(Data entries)
● ● ●
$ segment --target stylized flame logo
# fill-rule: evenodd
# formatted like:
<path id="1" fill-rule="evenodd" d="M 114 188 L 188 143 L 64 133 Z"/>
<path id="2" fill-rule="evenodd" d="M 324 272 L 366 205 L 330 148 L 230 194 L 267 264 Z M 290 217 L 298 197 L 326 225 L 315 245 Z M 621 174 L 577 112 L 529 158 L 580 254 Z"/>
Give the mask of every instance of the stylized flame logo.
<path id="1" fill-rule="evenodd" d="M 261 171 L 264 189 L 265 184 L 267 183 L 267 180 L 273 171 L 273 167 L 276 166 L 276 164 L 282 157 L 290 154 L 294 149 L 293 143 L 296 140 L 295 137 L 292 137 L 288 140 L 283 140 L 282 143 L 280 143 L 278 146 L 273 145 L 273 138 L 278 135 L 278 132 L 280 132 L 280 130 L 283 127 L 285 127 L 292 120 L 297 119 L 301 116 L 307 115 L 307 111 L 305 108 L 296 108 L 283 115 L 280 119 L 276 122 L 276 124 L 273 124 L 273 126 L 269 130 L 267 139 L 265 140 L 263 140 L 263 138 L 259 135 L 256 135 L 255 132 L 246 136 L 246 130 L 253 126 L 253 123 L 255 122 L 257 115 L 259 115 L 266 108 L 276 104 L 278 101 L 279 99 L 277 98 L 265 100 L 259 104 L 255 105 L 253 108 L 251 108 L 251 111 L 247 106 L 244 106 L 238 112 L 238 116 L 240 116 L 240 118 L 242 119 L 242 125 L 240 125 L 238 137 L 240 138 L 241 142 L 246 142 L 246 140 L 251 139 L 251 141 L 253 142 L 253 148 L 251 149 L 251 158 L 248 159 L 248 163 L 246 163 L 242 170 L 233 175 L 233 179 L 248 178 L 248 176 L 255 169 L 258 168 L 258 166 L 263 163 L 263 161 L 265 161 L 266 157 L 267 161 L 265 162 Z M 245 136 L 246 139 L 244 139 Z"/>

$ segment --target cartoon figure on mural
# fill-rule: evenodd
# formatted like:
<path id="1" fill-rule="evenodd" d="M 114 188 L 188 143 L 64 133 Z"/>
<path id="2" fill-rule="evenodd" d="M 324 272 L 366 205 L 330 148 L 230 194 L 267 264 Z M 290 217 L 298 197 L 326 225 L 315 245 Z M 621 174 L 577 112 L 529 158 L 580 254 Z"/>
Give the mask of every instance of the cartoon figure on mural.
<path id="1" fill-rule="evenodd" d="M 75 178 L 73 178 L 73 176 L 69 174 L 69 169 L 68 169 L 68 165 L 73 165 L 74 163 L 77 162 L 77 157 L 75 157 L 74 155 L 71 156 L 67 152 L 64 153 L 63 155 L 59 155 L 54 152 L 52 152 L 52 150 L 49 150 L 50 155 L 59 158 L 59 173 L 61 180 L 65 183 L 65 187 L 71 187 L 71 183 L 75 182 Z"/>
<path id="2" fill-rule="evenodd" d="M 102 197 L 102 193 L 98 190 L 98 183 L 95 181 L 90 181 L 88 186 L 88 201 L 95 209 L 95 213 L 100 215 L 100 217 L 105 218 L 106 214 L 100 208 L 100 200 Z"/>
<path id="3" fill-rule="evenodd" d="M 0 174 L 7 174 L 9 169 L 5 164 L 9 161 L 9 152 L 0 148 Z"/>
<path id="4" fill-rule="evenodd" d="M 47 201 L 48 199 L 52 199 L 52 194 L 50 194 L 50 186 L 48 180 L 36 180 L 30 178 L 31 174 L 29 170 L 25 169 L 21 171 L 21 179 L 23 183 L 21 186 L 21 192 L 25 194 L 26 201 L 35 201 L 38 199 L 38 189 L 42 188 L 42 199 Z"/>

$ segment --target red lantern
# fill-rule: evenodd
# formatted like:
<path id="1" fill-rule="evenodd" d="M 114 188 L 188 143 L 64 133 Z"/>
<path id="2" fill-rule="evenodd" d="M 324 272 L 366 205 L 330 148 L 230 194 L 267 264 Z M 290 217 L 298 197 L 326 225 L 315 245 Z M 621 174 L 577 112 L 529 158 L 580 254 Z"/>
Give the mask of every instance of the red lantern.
● ● ●
| Exercise aim |
Format the data entries above as a JSON list of strings, one string per line and no strings for blank lines.

| Reply |
[
  "$ segment --target stylized flame logo",
  "# fill-rule: evenodd",
  "# formatted like:",
  "<path id=\"1\" fill-rule=\"evenodd\" d=\"M 114 188 L 188 143 L 64 133 Z\"/>",
  "<path id=\"2\" fill-rule=\"evenodd\" d=\"M 324 272 L 366 205 L 330 148 L 230 194 L 267 264 Z M 290 217 L 298 197 L 326 225 L 315 245 Z M 621 174 L 577 112 L 529 158 L 580 254 Z\"/>",
  "Give the mask of every instance of the stylized flame logo.",
  "<path id=\"1\" fill-rule=\"evenodd\" d=\"M 261 171 L 264 189 L 265 184 L 267 183 L 267 180 L 273 171 L 273 167 L 276 166 L 276 164 L 282 157 L 290 154 L 294 149 L 293 143 L 296 140 L 295 137 L 292 137 L 288 140 L 283 140 L 282 143 L 280 143 L 278 146 L 273 145 L 273 138 L 278 135 L 278 132 L 280 132 L 280 130 L 283 127 L 285 127 L 292 120 L 297 119 L 301 116 L 307 115 L 307 111 L 305 108 L 296 108 L 283 115 L 280 119 L 276 122 L 276 124 L 273 124 L 273 126 L 269 130 L 267 139 L 265 140 L 263 140 L 263 138 L 259 135 L 256 135 L 255 132 L 246 136 L 246 130 L 253 126 L 253 123 L 255 122 L 257 115 L 259 115 L 266 108 L 276 104 L 278 101 L 279 99 L 277 98 L 265 100 L 259 104 L 255 105 L 253 108 L 251 108 L 251 111 L 247 106 L 244 106 L 238 112 L 238 116 L 240 116 L 240 118 L 242 119 L 242 125 L 240 125 L 238 137 L 240 138 L 241 142 L 246 142 L 246 140 L 251 139 L 251 141 L 253 142 L 253 148 L 251 149 L 251 158 L 248 159 L 248 163 L 246 163 L 242 170 L 233 175 L 233 179 L 248 178 L 248 176 L 255 169 L 258 168 L 258 166 L 263 163 L 263 161 L 265 161 L 266 157 L 267 161 L 265 162 Z M 245 136 L 246 139 L 244 139 Z\"/>",
  "$ segment --target cartoon figure on mural",
  "# fill-rule: evenodd",
  "# formatted like:",
  "<path id=\"1\" fill-rule=\"evenodd\" d=\"M 114 188 L 188 143 L 64 133 Z\"/>",
  "<path id=\"2\" fill-rule=\"evenodd\" d=\"M 324 272 L 366 205 L 330 148 L 230 194 L 267 264 Z M 290 217 L 298 197 L 326 225 L 315 245 Z M 621 174 L 577 112 L 529 158 L 580 254 Z\"/>",
  "Give the mask of every instance of the cartoon figure on mural.",
  "<path id=\"1\" fill-rule=\"evenodd\" d=\"M 75 178 L 73 178 L 73 176 L 69 174 L 69 169 L 68 169 L 68 165 L 73 165 L 74 163 L 77 162 L 77 157 L 75 157 L 74 155 L 71 156 L 67 152 L 64 153 L 63 155 L 59 155 L 54 152 L 52 152 L 52 150 L 49 150 L 50 155 L 59 158 L 59 173 L 61 180 L 65 183 L 65 187 L 71 187 L 71 183 L 75 182 Z\"/>",
  "<path id=\"2\" fill-rule=\"evenodd\" d=\"M 102 197 L 102 193 L 98 190 L 98 183 L 95 181 L 90 181 L 88 186 L 88 201 L 95 209 L 95 213 L 100 215 L 100 217 L 105 218 L 106 214 L 100 208 L 100 200 Z\"/>",
  "<path id=\"3\" fill-rule=\"evenodd\" d=\"M 0 174 L 7 174 L 9 169 L 5 164 L 9 161 L 9 152 L 0 148 Z\"/>",
  "<path id=\"4\" fill-rule=\"evenodd\" d=\"M 47 201 L 48 199 L 52 199 L 52 194 L 50 194 L 50 186 L 48 180 L 36 180 L 30 178 L 31 174 L 29 170 L 25 169 L 21 171 L 21 179 L 23 183 L 21 186 L 21 192 L 25 194 L 26 201 L 35 201 L 38 199 L 38 189 L 42 188 L 42 199 Z\"/>",
  "$ segment --target red lantern",
  "# fill-rule: evenodd",
  "# formatted like:",
  "<path id=\"1\" fill-rule=\"evenodd\" d=\"M 114 188 L 188 143 L 64 133 Z\"/>",
  "<path id=\"2\" fill-rule=\"evenodd\" d=\"M 324 272 L 366 205 L 330 148 L 230 194 L 267 264 Z M 290 217 L 298 197 L 326 225 L 315 245 Z M 621 174 L 577 112 L 529 158 L 580 254 Z\"/>",
  "Give the mask of every instance of the red lantern."
]